_Excerpted text:_
--- START ---
KDHE working on improvement plan, new contract with company that processes KanCare applications

TOPEKA — The Kansas Department of Health and Environment says it will assess damages against a private company that has been running the state’s troubled KanCare application clearinghouse, but that may not happen until after the company submits an improvement plan and the agency negotiates a new contract.

Maximus Inc., based in Reston, Va., is paid $25 million a year to process applications for KanCare, the state’s privatized Medicaid program. It had been under fire in recent months from state lawmakers, the health care community, and from candidates in this year’s gubernatorial race because of a persistent backlog of applications from people applying for medical assistance.

“Maximus is in the process of developing its response, which will include the steps it will take to make needed improvements,” State Medicaid Director Jon Hamdorf said in a statement emailed to the Journal-World late Tuesday night. “After the state has an opportunity to review and respond to the improvement plan, the contract negotiation process will continue, with resolution anticipated in July.”

In a separate statement, KDHE Secretary Jeff Andersen said the subject of assessing “liquidated damages” — a way of pulling back a portion of the money paid to the company — for failing to meet specific terms of the contract was being negotiated separately.

“We are working through a process to establish agreement with Maximus regarding compliance and associated damages,” Andersen said. “We are also addressing our ongoing partnership. When those details have been settled, we will be able to speak to them in more detail.”

KDHE officials told a legislative KanCare oversight committee earlier this year that the agency fully intended to assess damages if Maximus failed to meet certain improvement benchmarks for both timeliness and accuracy of processing applications by June 1. KDHE has since confirmed that the company did not meet that deadline and a spokeswoman for the agency said Wednesday that the agency remains committed to assessing penalties for the period of noncompliance between Jan. 1 and June 30 of this year.

The statements from Andersen and Hamdorf came in response to criticism earlier Tuesday when Republican gubernatorial candidate Jim Barnett, a physician and former state senator who is challenging Gov. Jeff Colyer for this year’s GOP nomination, called on Colyer to cancel the state’s contract with Maximus.

He also urged the Colyer administration to levy the maximum amount of “liquidated damages” possible against the company for its failure to comply with terms of the contract and to put state employees back in charge of managing the clearinghouse instead of contracting with outside companies.
--- END ---
_Given records:_
--- START ---
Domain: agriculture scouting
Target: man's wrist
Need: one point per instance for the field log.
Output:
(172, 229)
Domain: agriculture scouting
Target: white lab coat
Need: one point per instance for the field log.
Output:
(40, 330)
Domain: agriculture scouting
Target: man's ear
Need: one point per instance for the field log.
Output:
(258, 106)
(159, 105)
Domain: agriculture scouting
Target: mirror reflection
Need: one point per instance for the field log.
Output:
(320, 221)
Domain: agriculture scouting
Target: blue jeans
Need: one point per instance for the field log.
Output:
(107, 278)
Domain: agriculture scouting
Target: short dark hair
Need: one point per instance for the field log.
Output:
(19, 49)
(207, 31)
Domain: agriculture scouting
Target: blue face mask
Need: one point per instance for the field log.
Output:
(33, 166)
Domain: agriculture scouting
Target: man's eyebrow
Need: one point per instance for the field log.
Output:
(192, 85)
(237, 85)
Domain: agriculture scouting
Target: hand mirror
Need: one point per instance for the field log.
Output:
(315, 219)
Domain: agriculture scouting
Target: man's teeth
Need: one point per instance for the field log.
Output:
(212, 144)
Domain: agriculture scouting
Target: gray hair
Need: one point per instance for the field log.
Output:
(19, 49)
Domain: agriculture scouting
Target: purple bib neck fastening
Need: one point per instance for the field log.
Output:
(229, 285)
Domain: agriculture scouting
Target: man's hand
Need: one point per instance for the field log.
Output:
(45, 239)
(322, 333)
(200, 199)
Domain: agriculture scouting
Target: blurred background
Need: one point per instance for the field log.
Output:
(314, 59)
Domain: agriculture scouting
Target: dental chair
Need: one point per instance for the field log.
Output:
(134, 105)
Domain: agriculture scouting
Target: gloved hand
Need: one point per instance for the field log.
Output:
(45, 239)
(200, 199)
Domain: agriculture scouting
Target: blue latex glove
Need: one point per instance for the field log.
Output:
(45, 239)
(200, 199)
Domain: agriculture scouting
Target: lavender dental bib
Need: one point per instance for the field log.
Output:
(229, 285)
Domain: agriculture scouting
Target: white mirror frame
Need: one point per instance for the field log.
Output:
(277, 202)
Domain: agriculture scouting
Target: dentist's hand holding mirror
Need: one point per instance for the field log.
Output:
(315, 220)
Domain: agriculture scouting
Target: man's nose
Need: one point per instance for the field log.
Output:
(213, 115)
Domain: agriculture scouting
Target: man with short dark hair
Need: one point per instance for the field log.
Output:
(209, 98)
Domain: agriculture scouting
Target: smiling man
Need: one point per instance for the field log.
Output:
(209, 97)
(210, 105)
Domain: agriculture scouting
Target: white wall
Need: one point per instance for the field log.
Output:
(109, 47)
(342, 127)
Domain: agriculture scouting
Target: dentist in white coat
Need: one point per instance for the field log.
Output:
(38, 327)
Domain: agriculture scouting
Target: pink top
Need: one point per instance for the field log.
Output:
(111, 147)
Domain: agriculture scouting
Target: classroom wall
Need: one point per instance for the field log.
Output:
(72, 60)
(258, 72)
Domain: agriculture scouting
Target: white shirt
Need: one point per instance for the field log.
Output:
--- END ---
_Instructions:_
a. Answer these from the KanCare article:
(i) How much is Maximus paid each year to process KanCare applications?
(ii) By what date were the improvement benchmarks to be met?
(iii) Whom is Jim Barnett challenging for the GOP nomination?
b. List every person named in the KanCare article.
c. Copy the KanCare article from "The statements from" to "contract with Maximus.".
The data above come from a source other than the KanCare article.

_Solutions per task:_
a.
(i) $25 million
(ii) June 1
(iii) Gov. Jeff Colyer

b. Jon Hamdorf, Jeff Andersen, Jim Barnett, Jeff Colyer

c.
The statements from Andersen and Hamdorf came in response to criticism earlier Tuesday when Republican gubernatorial candidate Jim Barnett, a physician and former state senator who is challenging Gov. Jeff Colyer for this year’s GOP nomination, called on Colyer to cancel the state’s contract with Maximus.